出された課題 1: 抜粋に名前が出てくる人を、全員書き出してください。
出された課題 2:
抜粋を読んで、次の問いに答えてください。
(a) マーク・ウッズ氏はどこの会社で、どんな役職についていますか。
(b) レイ・グラックマン氏が冷媒の封じ込めの必要性を強調したのは、どんな場でしたか。
(c) 冷凍空調業界が満たさなければならない二つの要求とは何ですか。
出された課題 3: 冷媒の漏えい防止についての抜粋を、最後の文のあとから続けて書いてください。

抜粋:
冷凍空調業界は、HFCの割当量の削減と冷媒在庫の縮小という要求を満たすために、使用する冷媒がより高く評価される新たな時代を受け入れる必要がある。これがF-ガス・クエスチョン・タイムでの重要なメッセージのひとつであった。
この新たなカルチャーでは、設備業者とエンドユーザーが一緒になって冷媒の漏えいを封じ込める努力しなければならない。また同時に、現在行われているよりも大きな量のリサイクルおよび回収方法を見つける必要がある。
◆ 冷媒の漏えい防止
設備業者であるスペース・エンジニアリングの執行役員マーク・ウッズ氏は聴衆に次のように述べた。「現在のシステムの冷媒が徐々に不足し、より高価になるにつれて、我々は1kgまですべての冷媒を装置に封じ込め、これまで以上に漏えい防止に努力する必要がある」
協同組合の技術標準と設計のマネージャーであるアドリアン・クラウザー氏は、封じ込めを改善するために業界の努力が必要なことに同意し、「公平にいえば、私たちはすべて責任の一端を負っている。歴史的にエンドユーザーは封じ込めがそれほど上手ではなかった。加えて、非常に多くの企業が投資をおこなっていない。老朽化した設備がかなりある。また設備業者も常に完璧な施工をしてきたとは言い難い。設備業者の側にも問題はある」と語った。彼は冷凍装置での現在の漏えい量は思っていたよりも大きい可能性があると付け加え、「漏えい量の正確な記録は改善が必要だ。これが本当の漏えい量を隠しているかもしれない」と述べた。
基調講演でコンサルタントのレイ・グラックマン氏もまた冷媒の封じ込めの必要性を強調した。「商業用冷凍装置での漏れを減らすことができれば、冷媒市場で大きく需要が減少する」と述べた。

渡された資料:
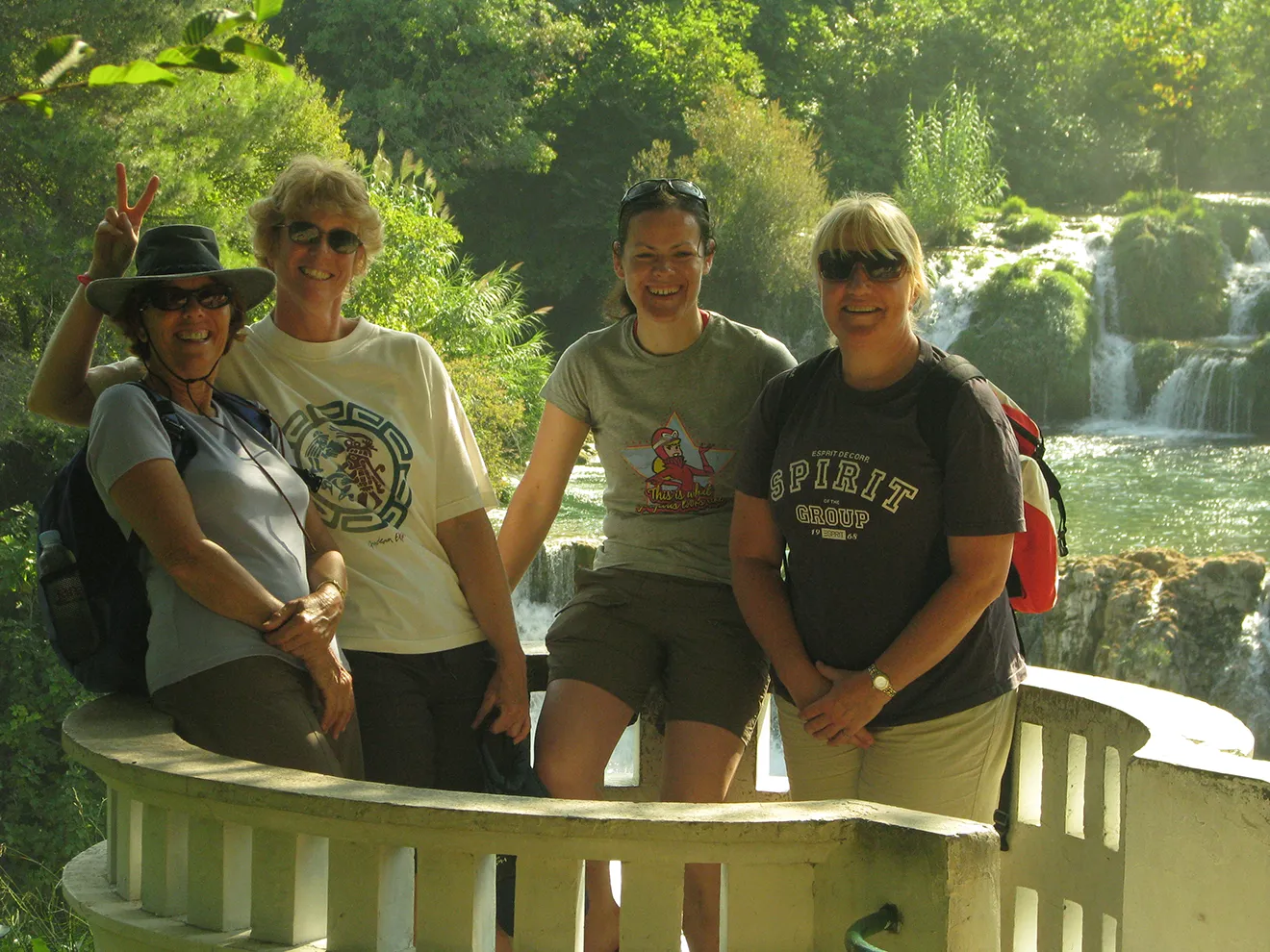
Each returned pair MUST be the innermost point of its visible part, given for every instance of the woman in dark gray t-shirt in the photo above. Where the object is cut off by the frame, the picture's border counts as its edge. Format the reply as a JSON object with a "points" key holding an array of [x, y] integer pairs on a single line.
{"points": [[892, 639]]}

課題の答え 1:
マーク・ウッズ氏
アドリアン・クラウザー氏
レイ・グラックマン氏

課題の答え 2:
(a) 設備業者のスペース・エンジニアリングで、執行役員をしています。
(b) 基調講演です。
(c) HFCの割当量の削減と、冷媒在庫の縮小です。

課題の答え 3:
◆ 冷媒の回収と再生の促進
講演者は冷媒の再生にもっと注力しなければならないことに同意した。これはHFCの段階的削減に対する業界としての対応の重要な部分である。特に2021年にはHFCの割当量が大きく減少する。
ダイキンの法律専門家であるグラハム・ライト氏は、冷媒がシステムから排出された後、廃棄されてしまうのは大きな問題であり、これを回避するために新たなパートナーシップの締結が必要であると主張した。ライト氏はサービスとメンテナンスで年間に使用されるR410Aの約65%が廃棄されているというダイキンの調査を引用した。
ライト氏は次のように述べた。「すべての手を尽くして冷媒を回収すべきだ。私たちにはもうそれだけの量を無駄にする余裕はない。これが私のメッセージだ」
同氏はシステムから回収された冷媒とは別に、調査によると空調システムが廃棄される際に、大量の冷媒も廃棄されている。再利用されている冷媒は殆どないか、まったくない。「その冷媒は消えてしまったし、取り戻すことはできない」と強く訴えた。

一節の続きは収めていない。